Task description: Using the records below, transcribe word for word the stretch from the line that contains "Task: point out the front fender, one" through the line that contains "Task: point out the jeep window, one", both end lines included, and nothing else.

------------------------------------

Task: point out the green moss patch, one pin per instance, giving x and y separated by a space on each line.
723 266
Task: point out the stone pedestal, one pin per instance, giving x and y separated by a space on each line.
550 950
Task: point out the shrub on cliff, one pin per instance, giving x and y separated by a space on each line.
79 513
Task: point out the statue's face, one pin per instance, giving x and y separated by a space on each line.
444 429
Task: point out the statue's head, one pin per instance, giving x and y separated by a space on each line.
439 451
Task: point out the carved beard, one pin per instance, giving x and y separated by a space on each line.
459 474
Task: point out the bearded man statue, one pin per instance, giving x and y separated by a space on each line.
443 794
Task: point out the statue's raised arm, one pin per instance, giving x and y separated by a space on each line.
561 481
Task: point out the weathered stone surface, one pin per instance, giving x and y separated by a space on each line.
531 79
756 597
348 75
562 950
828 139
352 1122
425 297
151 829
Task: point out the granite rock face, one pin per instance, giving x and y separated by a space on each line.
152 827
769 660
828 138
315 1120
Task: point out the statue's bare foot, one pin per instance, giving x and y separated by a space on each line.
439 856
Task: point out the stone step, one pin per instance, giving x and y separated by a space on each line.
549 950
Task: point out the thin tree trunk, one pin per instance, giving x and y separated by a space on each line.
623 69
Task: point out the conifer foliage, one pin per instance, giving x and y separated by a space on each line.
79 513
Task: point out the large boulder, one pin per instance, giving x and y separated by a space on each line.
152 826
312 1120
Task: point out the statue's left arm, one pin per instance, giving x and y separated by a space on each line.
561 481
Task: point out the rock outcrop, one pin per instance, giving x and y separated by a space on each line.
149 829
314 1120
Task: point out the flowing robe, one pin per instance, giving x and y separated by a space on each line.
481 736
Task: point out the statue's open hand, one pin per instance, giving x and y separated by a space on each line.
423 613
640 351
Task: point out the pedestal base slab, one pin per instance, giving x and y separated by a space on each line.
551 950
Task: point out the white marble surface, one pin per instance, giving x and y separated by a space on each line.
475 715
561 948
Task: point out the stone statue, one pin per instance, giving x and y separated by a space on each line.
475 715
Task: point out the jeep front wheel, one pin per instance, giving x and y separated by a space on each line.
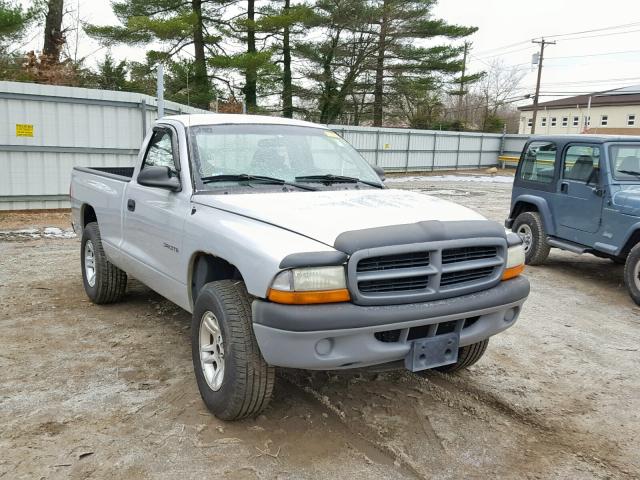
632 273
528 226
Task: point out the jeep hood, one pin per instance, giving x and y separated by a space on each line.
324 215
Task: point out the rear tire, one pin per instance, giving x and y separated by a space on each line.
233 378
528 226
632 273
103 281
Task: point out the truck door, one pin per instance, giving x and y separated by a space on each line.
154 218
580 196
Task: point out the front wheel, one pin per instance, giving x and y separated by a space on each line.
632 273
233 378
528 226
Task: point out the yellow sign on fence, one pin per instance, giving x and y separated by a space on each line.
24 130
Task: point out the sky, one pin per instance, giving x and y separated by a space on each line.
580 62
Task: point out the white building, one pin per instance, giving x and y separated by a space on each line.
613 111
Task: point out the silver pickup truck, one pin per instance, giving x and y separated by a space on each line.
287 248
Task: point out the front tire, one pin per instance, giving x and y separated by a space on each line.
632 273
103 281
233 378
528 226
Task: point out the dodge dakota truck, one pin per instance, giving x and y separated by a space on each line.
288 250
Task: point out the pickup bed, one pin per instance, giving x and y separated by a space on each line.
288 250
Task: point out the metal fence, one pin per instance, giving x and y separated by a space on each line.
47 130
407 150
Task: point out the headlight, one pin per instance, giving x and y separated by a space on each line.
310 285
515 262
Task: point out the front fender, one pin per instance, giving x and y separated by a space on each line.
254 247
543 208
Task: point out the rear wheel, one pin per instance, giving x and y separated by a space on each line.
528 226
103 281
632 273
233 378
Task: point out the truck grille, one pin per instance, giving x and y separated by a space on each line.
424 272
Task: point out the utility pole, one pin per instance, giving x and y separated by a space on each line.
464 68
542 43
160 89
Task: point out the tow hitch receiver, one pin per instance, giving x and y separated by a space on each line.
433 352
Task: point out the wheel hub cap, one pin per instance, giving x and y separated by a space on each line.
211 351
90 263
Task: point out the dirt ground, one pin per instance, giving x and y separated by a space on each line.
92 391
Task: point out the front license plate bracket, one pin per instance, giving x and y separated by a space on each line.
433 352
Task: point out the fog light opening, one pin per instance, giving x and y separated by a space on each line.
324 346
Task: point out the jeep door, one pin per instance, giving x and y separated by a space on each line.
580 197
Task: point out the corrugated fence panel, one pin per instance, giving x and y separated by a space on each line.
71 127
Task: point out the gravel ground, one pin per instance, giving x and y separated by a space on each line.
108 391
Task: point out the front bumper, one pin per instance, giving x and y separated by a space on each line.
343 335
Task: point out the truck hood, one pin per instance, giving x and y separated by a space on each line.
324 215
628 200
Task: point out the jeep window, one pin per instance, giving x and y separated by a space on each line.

------------------------------------

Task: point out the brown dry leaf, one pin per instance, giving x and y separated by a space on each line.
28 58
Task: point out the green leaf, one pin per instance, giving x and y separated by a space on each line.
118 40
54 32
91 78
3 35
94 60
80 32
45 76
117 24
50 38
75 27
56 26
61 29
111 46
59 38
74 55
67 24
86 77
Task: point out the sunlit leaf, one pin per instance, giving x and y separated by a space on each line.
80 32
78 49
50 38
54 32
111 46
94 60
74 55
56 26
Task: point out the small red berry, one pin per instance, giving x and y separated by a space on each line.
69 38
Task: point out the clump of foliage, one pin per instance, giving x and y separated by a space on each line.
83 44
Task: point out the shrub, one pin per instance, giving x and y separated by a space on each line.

------------------------------------

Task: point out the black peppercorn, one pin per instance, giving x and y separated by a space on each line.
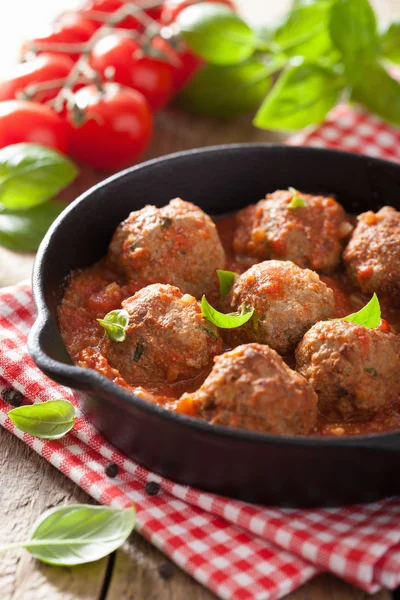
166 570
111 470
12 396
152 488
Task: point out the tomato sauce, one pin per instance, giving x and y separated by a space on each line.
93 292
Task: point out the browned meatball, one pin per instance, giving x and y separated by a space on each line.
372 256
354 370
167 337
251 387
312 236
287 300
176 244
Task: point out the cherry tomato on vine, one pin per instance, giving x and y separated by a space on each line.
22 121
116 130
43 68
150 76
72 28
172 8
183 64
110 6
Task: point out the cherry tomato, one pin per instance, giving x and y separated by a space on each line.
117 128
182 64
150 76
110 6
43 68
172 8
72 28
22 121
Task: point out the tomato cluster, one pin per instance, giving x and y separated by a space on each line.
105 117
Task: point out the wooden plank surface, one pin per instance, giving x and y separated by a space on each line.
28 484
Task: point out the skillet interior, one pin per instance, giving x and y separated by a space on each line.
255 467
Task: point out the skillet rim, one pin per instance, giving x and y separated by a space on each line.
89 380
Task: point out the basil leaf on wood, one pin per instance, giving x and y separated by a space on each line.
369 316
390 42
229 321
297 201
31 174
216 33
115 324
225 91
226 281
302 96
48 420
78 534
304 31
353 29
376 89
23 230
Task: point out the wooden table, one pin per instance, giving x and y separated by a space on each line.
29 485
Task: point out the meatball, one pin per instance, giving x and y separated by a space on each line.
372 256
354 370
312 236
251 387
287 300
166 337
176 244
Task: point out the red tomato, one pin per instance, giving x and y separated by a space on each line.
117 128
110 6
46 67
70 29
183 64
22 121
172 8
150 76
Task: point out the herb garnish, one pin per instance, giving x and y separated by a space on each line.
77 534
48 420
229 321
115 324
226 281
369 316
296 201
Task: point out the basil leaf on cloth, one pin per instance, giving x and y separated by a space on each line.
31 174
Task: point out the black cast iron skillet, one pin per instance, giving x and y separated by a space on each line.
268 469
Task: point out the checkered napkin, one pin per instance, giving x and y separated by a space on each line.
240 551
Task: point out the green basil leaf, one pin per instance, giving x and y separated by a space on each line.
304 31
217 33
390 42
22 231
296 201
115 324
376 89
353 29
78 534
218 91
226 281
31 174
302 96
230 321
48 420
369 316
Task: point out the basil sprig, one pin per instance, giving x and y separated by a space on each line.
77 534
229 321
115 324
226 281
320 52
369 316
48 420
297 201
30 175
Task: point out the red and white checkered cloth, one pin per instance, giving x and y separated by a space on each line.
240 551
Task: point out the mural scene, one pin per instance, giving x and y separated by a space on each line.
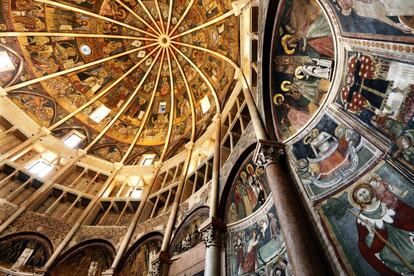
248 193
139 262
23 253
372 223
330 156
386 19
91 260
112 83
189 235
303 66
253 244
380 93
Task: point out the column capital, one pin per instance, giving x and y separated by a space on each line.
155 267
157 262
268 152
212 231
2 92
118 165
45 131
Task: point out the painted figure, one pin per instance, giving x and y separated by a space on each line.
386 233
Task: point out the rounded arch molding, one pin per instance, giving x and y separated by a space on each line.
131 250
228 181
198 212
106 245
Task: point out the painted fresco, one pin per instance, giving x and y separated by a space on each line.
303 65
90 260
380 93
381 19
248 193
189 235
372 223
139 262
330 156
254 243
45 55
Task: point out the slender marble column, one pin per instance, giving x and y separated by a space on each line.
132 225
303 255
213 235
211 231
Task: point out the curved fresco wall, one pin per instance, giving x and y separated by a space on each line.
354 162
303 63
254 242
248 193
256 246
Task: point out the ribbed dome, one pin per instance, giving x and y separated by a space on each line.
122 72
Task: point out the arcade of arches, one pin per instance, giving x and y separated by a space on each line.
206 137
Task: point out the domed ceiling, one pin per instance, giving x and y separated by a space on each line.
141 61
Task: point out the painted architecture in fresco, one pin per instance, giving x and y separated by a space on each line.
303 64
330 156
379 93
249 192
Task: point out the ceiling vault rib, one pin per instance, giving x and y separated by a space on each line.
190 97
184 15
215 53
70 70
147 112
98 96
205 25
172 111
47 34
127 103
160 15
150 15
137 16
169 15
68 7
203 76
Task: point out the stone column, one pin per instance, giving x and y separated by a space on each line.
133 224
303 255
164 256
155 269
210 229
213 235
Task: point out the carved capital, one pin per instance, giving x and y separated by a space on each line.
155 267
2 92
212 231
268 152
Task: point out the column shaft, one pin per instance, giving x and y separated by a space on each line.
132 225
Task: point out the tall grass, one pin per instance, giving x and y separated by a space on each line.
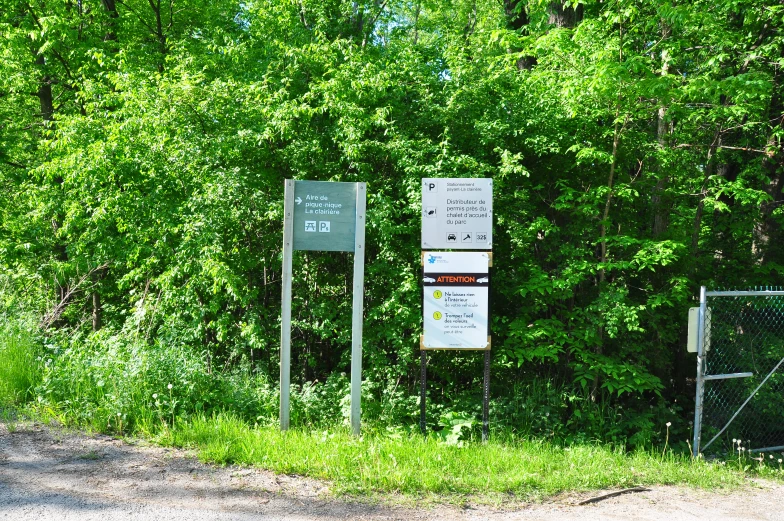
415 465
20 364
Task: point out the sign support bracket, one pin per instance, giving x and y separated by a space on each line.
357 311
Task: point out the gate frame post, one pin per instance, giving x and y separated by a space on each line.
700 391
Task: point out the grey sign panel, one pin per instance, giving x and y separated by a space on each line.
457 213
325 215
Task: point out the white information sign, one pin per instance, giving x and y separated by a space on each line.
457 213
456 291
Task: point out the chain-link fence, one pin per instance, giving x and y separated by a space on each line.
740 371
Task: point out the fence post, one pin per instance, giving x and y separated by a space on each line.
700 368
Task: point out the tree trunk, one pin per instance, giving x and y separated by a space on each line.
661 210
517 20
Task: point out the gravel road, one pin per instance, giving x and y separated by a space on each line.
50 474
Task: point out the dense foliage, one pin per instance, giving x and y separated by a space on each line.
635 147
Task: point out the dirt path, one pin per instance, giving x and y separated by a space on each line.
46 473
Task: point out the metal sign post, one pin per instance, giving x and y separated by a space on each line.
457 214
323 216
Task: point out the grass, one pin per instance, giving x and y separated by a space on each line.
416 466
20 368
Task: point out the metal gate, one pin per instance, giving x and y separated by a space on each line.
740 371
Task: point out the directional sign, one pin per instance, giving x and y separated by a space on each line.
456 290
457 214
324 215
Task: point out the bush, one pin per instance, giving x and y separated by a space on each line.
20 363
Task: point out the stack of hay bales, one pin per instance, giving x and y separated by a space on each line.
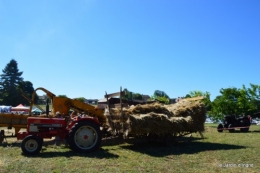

------------------------------------

Exercise output:
Task: point out the front fender, one pin per instance, giving x and y separated by a space on each line.
254 247
543 208
Task: point out the rear wheel, one pin per instance, giving x and y separated by a space on each line.
528 226
103 281
632 273
233 378
Task: point out the truck grille, one pin per instance, giving x and y separated by a space on each line.
424 272
Task: point out the utility pole, one pin per instance, giving x and y separated by a space on each line.
464 68
542 43
160 89
Task: point out the tow hitch receiver, one pin per instance, giving x and y separated by a space on each line.
433 352
Task: point out the wheel hub cap, one pin per instance, giving x and y separated by a space on each line.
211 351
90 263
Task: point out the dirt ground, one pin per instance, giving x and y separated by a space on each line.
92 391
Task: point out the front license plate bracket, one pin per instance, giving x and y separated by a space on each line.
433 352
Task: point out the fog light opening, one pin per instance, giving x and y separated by a space on each line.
324 346
Task: point out the jeep door, one pin per instance, giving x and y separated by a space on each line.
580 197
Task: point out the corrugated fence panel, one pin per instance, giving x and y separated by a space on each line.
71 127
Task: point out the gravel ground, one pin per instance, giving x and y separated by a space on each line.
108 391
Task: point out the front bumper, one pin per instance, giving x and y separated by a space on each line.
343 335
Task: point out the truck hood, one pin per instance, giving x and y separated by a space on each line.
324 215
628 200
Task: point out the jeep window, one pin per instance, giving x and y separated by a space on each line.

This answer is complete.